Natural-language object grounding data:
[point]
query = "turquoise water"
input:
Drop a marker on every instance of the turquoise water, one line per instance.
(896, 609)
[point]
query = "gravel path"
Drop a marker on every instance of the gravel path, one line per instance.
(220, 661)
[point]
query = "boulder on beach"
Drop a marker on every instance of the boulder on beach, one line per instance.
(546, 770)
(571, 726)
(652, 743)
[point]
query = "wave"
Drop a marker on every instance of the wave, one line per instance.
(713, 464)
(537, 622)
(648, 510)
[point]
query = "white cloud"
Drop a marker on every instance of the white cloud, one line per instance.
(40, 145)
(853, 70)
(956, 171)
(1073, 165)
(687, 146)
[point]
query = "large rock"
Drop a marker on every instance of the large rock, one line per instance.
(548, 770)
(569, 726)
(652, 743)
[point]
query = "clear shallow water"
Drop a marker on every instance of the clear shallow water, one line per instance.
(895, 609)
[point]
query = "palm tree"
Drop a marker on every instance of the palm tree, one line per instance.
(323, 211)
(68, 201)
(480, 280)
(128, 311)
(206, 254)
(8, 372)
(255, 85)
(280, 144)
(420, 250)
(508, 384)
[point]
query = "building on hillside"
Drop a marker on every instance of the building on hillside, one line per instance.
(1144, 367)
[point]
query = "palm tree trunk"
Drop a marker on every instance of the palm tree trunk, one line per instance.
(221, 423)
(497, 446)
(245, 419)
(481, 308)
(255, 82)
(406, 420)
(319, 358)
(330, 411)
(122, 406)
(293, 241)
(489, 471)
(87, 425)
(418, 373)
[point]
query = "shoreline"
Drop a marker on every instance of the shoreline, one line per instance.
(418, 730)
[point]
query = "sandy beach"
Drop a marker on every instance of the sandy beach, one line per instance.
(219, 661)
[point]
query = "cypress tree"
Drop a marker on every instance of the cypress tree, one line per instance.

* _The task_: Search the records for the string "cypress" and report each line that has it.

* _Output of the exercise_:
query = "cypress tree"
Drop a marker on every instance of the cypress tree, one line per instance.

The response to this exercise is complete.